- _Required action_
Could you continue the packing advice for a winter trip to Japan, picking up right after its final sentence?

- _Quoted passage_
★ ★ ★ ★ ★
But we decided to take 2 big suitcases of 23kg and one small cabine luggage… which was cumbersome to move around so make sure to reduce as much as possible (one big suitcase for two and one carry-one would have been ideal I think).
I didn’t bring back a lot of souvenirs: we didn’t have to buy a new suitcase (as the other time before!) but for the next time I will really try to be more minimalist with my clothes and makeup products (100ml of cleansing lotion is more than enough for 3 weeks for information).
Electronic material :
Our Canon Eos 5D Mark II camera survived without problem the low temperatures. As per the Iphone, I kept it warm inside the pocket of my down jacket to make sure the battery would last as long as possible and I used it only to take photos or movies (I had two backups chargers for one day).
Make sure to bring with you one or two adapters for Japanese plugs (same as the ones for United States).
–Snow boots (Sorel Caribou for him and Sorel Cosy Carnival for me = mines were not as warm as his when it came to low temperatures but I wanted them less cumbersome)
-A pair of sneakers/ boots for Tokyo
–An Ultra warm Uniqlo legging to wear underneath pants
–A warm coat and down jack to wear underneath if needed
–Thin cashmere pullovers
–Thick ski socks
–Scarf, beanies and gloves.
–Medecines for cold, cough and digestion etc (=it’s really difficult to communicate at the pharmacy and on the medecine boxes, everything is written in japanese kanji !)
For the rest, make it as simple as possible: 3 pullovers and 2-3 pants seems enough for three weeks (especially if your hotel have laundry/cleaning services). Knowing that you can buy things there, I really insist to only take the essentials or you may regret it during your travels!
★ ★ ★ ★ ★
- _Dataset extract_
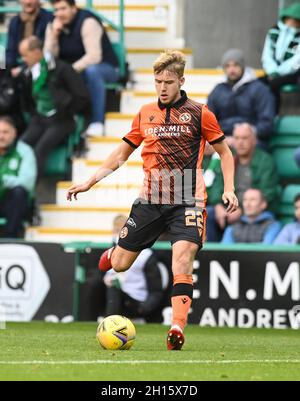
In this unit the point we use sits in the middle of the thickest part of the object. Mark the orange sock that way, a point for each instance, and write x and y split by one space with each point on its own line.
181 298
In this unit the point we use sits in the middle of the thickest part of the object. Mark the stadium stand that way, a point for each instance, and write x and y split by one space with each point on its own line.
286 207
285 140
★ ★ ★ ★ ★
- _Response below_
It’s always hard to answer this question because the desires, needs and priorities depend from one person to another.
Of course, a budget for this kind of trip is quite substantial compared to a trip to Thailand but it’s totally conceivable. The black points in term of budget are housing, flight tickets/transportation but in Tokyo, I found the price of hotels much cheaper than a city such as New York.
For the food, if you eat local it’s not expensive at all: a bento in a train station or a bowl of ramen is around 5-7€, Tokyodisneyland set menus (starter, main dish, dessert, drink) are delicious and cost about 12€.
I found this very useful website to simulate a budget for this kind of trip.
I wrote quite a lot to introduce this winter trip to Japan but it was necessary for a good start before getting deep into details for each destination!
As always, you can ask me your questions in the comments below and I will try to help you the best I can to prepare this trip! Thank you for reading and see you very soon in Tokyo! (English translation by Quiterie)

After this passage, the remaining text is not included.